EXERCISE >> Write the data out again exactly, with no pictures.

Coordinate annotation entries:
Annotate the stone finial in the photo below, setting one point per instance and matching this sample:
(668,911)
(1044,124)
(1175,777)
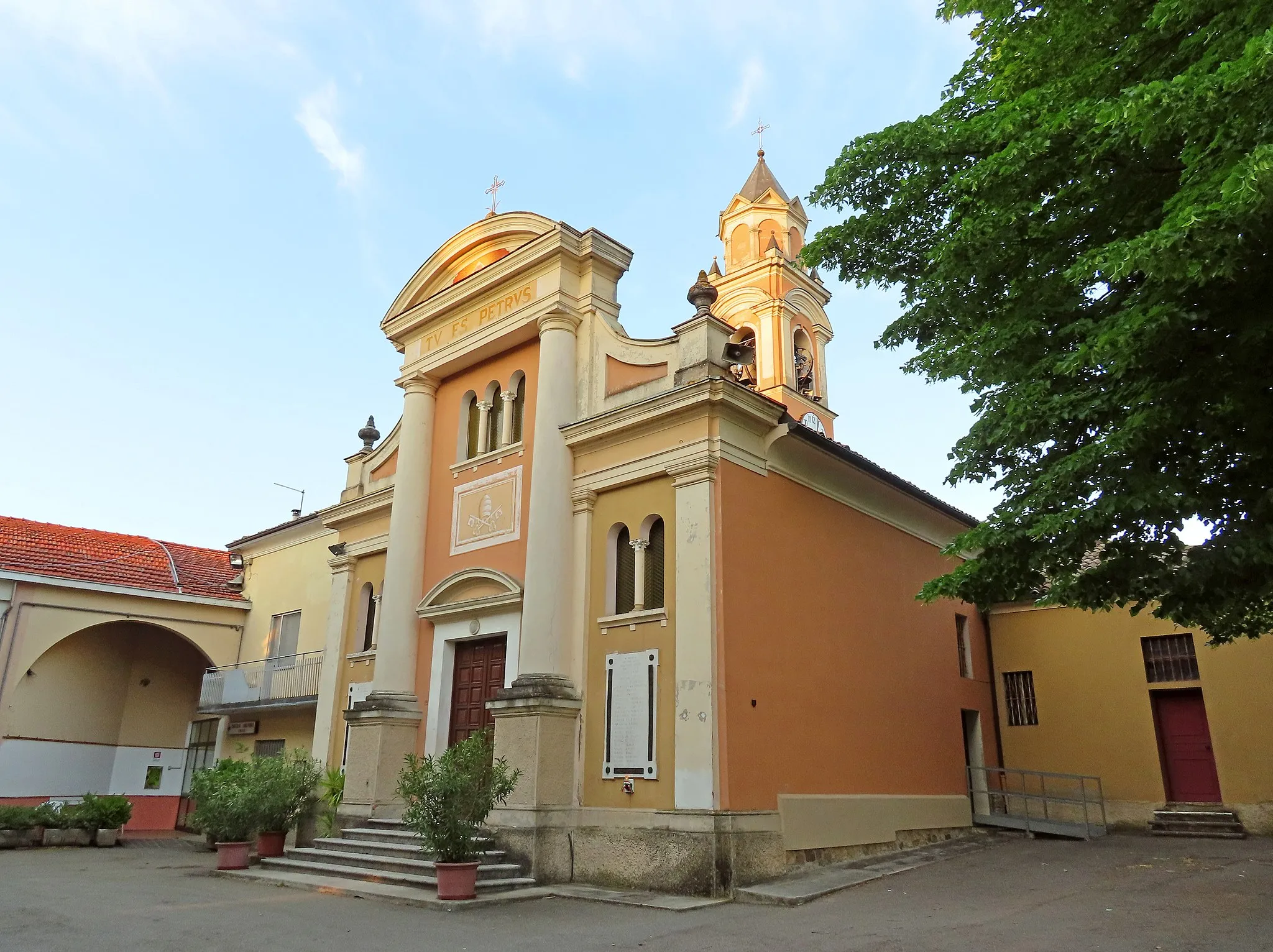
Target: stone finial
(369,434)
(703,296)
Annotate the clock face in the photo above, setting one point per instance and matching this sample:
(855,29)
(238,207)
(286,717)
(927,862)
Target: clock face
(814,424)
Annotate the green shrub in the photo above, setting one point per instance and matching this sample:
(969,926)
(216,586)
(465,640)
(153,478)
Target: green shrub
(224,806)
(17,817)
(51,816)
(449,797)
(104,812)
(283,788)
(331,795)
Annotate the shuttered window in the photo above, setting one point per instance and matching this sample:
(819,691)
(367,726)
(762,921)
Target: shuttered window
(655,567)
(1169,658)
(625,573)
(1019,697)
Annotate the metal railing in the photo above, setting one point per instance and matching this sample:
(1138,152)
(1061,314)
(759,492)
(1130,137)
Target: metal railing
(272,681)
(1023,800)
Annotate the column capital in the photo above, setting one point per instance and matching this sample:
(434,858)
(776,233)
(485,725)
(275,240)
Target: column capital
(559,321)
(342,563)
(698,469)
(582,500)
(418,382)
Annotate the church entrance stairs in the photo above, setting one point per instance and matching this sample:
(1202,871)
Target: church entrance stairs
(386,852)
(1202,820)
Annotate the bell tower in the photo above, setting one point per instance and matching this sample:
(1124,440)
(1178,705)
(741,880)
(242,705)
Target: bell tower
(773,302)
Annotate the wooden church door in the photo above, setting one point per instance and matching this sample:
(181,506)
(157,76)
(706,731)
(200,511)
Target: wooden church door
(479,674)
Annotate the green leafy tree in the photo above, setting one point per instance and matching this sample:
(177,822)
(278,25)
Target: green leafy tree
(449,797)
(1081,236)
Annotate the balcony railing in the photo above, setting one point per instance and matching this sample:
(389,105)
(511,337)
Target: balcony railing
(288,681)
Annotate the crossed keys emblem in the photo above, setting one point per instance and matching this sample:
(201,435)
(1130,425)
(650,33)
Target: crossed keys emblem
(488,517)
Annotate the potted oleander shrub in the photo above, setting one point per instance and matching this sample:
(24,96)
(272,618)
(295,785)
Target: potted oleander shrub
(64,825)
(447,801)
(224,810)
(104,816)
(283,789)
(331,795)
(18,828)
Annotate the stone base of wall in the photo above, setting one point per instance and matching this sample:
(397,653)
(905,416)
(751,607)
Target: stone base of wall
(698,853)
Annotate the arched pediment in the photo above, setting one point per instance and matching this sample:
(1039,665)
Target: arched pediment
(470,592)
(469,251)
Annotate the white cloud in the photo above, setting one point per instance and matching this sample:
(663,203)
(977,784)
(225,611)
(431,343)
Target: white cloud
(749,85)
(317,116)
(138,37)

EXERCISE OUTPUT >>
Annotate the stone finial in the photo below, setting one point per instance and matching this sample:
(668,911)
(1044,124)
(1175,777)
Target: stone finial
(369,434)
(703,296)
Annotate the clock face in the photo above, setting one point per instance and matching this sample:
(855,29)
(238,207)
(286,717)
(927,862)
Target: clock face
(814,424)
Annotate the green shrub in the photo above, setting one point per instance and matching this sample:
(969,926)
(216,586)
(465,640)
(153,478)
Target: green shrub
(224,806)
(17,817)
(51,816)
(449,797)
(104,812)
(283,788)
(331,795)
Annotate the shuttered window in the photo above, setting one point per instance and matching this sample:
(819,691)
(367,726)
(762,921)
Target: shuttered window
(655,567)
(1169,658)
(625,573)
(1019,697)
Annotate the metal railing in the photo above, setting one point per instance and matching this sample:
(1138,152)
(1061,314)
(759,492)
(1130,137)
Target: metal railing
(272,681)
(1023,800)
Annotate the column capital in the photo above, setting one point per instance and matching this sample:
(434,858)
(776,233)
(485,725)
(275,240)
Target: column capital
(559,321)
(342,563)
(698,469)
(582,500)
(418,382)
Annotate the church entrance stairs in the photo above, setting one point per instance and matching this sample:
(1202,871)
Target: church entrance stairs
(386,852)
(1202,820)
Annotate the bell tower in the photo above, setting one point per instance and matching this sample:
(1124,440)
(1178,705)
(741,880)
(242,705)
Target: bell tower
(773,302)
Annotate the wooden church door in the photo above, setting one point per instance and matching this sample:
(181,506)
(157,76)
(706,731)
(200,511)
Target: wooden church door
(479,674)
Annotate the green leafy tree in the photo above, setting one point per instance and matching this sample:
(177,822)
(278,25)
Target: green leafy tree
(449,797)
(1081,236)
Annotate the balcony railing in the photo above, setting one point per instance and matching this sample:
(389,105)
(511,337)
Target: balcony railing
(288,681)
Annotate the crossed keys emblem in the photo above, setting one point per instance and matching this sample:
(201,435)
(1130,425)
(650,33)
Target: crossed keys emblem
(488,517)
Annotate the potted oleander shrub in the photo above, setting one point per instance and matching this sample:
(24,96)
(272,618)
(295,785)
Target: potted oleander shrub
(64,825)
(447,801)
(224,810)
(104,816)
(283,789)
(331,795)
(18,828)
Annotate the stone base of wall in the photo above, setting one point per instance and matching this sample:
(397,653)
(905,416)
(751,607)
Target: stone base of wall
(698,853)
Annotate the arched pediment in the photo above, setting one point per instance and matching this sample:
(1039,665)
Target: arched pediment
(470,592)
(469,251)
Annotate the white cloud in the photo above, setting one point per instance and matching this sample:
(663,203)
(977,784)
(225,611)
(431,343)
Target: white cloud
(749,85)
(317,116)
(138,37)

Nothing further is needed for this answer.